» **REQUIREMENT 1**:
Answer these questions from the text on La pellegrina.
(a) Who designed the six musical interludes?
(b) Which ensemble mounted a staged version in Minneapolis in 1989?
(c) In what year did the Texas Early Music Project give the first U.S. performance of the 21st century?
» **REQUIREMENT 2**: Retype the text on La pellegrina from "The intermedi have" up to and including "the 21st century.".

» **READING TEXT**:
------
The Pilgrim Woman (La pellegrina) is a 1579 play written by Girolamo Bargagli of Siena that had been performed for the first time on 2 May 1589 in Florence, after the author's death in 1586, on the occasion of the marriage of Ferdinand I de' Medici, Grand-Duke of Tuscany, with Christina of Lorraine, granddaughter of the former queen-mother of France, Catherine de' Medici. This was enhanced with six musical interludes, the intermedi for La pellegrina, with designs by Bernardo Buontalenti, known as the master of Florentine spectacle. Six then-famous composers from Florence contributed music, including some of the most virtuosic vocal writing of the period, early examples of monody. The opening aria, Dalle piu alte sfere, is believed to be by Emilio de' Cavalieri (Palisca, Norton Anthology of Music/ Heller, Music in the Baroque, p 23), although it is sometimes attributed to Antonio Archilei, whose wife Vittoria had sung it in the role of Armonia in the 1589 production.

The intermedi have been played by the Huelgas Ensemble, in 1998; by the Hollands Vocaal Ensemble, in 2003; by the Capriccio Stravagante Renaissance Orchestra, in 2007; and, in selections, by Consort Astræa, in 2009. A staged version was mounted in 1989 in Minneapolis by the Ex Machina Baroque Opera Ensemble. In 2014 the Texas Early Music Project, in Austin, gave the first U.S. performance of the 21st century.
------
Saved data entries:

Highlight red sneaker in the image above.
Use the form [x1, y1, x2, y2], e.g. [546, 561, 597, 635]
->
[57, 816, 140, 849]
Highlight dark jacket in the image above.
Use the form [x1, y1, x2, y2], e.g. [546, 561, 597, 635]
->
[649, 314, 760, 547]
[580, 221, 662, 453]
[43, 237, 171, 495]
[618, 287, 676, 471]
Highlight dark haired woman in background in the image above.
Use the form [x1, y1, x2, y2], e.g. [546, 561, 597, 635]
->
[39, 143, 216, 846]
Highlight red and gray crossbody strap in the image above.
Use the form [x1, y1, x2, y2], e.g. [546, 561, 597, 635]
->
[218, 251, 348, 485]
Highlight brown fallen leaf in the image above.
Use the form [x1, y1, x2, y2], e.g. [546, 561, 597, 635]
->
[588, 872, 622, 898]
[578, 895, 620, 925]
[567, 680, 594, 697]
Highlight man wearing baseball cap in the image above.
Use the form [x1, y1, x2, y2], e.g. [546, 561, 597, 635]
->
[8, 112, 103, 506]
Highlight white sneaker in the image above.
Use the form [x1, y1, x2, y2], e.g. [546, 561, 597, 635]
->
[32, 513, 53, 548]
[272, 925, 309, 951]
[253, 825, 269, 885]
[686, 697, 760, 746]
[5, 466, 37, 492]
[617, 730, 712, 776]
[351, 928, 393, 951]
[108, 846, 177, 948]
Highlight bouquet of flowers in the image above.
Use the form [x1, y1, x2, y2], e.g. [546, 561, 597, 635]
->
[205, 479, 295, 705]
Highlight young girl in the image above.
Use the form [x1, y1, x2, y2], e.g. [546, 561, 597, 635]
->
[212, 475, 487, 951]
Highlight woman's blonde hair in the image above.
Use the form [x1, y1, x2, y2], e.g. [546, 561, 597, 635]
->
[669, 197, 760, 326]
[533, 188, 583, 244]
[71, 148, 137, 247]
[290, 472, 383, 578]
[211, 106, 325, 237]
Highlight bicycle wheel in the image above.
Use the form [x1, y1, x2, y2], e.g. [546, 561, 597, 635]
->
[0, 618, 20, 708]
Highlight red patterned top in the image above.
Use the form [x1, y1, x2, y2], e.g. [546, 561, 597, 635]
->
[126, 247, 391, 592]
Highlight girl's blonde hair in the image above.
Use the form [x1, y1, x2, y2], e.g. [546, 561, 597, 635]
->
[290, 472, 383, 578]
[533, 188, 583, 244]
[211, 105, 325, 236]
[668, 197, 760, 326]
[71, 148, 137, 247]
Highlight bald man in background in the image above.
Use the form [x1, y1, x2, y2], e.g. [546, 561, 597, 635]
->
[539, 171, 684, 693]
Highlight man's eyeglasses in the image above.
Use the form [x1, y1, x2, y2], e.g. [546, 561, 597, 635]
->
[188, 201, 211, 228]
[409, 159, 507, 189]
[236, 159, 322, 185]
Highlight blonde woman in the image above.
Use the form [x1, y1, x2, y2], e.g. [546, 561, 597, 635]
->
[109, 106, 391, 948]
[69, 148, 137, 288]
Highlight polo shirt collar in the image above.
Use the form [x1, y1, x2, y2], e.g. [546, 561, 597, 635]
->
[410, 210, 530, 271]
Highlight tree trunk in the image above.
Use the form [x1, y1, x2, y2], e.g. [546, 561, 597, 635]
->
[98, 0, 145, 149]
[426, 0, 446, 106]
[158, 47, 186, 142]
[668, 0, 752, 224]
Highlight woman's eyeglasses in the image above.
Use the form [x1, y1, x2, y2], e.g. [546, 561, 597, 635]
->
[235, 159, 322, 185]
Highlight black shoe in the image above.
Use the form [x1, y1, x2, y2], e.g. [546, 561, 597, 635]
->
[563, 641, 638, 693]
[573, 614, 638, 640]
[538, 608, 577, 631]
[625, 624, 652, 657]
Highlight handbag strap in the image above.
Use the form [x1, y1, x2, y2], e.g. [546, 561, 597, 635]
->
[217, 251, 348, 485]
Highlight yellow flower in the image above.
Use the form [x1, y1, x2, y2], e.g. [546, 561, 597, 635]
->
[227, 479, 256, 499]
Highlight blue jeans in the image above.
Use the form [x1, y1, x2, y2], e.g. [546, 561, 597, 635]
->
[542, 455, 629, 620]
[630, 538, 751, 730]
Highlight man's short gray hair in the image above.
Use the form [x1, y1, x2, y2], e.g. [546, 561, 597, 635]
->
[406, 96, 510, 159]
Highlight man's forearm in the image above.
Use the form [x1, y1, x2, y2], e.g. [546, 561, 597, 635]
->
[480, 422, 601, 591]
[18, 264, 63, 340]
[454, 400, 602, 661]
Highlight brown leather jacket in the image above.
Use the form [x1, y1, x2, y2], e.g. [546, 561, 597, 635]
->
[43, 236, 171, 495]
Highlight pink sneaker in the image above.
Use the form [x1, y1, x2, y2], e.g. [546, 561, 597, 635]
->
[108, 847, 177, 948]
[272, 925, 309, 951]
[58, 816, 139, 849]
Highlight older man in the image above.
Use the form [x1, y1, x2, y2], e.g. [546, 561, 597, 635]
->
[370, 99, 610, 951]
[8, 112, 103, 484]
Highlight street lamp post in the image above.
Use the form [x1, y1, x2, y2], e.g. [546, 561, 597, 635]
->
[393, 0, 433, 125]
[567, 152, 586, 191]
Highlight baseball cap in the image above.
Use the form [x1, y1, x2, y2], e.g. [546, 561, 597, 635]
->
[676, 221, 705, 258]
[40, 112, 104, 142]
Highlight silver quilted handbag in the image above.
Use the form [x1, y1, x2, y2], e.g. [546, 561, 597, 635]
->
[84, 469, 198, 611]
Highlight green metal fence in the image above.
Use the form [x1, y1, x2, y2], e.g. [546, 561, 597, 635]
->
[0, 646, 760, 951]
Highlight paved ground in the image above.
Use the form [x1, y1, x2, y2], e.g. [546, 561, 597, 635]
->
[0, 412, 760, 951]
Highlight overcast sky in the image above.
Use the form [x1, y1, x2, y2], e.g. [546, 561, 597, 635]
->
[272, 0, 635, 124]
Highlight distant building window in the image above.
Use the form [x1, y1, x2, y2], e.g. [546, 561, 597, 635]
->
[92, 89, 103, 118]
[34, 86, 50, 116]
------
» **EXERCISE SOLUTION 1**:
(a) Bernardo Buontalenti
(b) The Ex Machina Baroque Opera Ensemble
(c) 2014

» **EXERCISE SOLUTION 2**:
The intermedi have been played by the Huelgas Ensemble, in 1998; by the Hollands Vocaal Ensemble, in 2003; by the Capriccio Stravagante Renaissance Orchestra, in 2007; and, in selections, by Consort Astræa, in 2009. A staged version was mounted in 1989 in Minneapolis by the Ex Machina Baroque Opera Ensemble. In 2014 the Texas Early Music Project, in Austin, gave the first U.S. performance of the 21st century.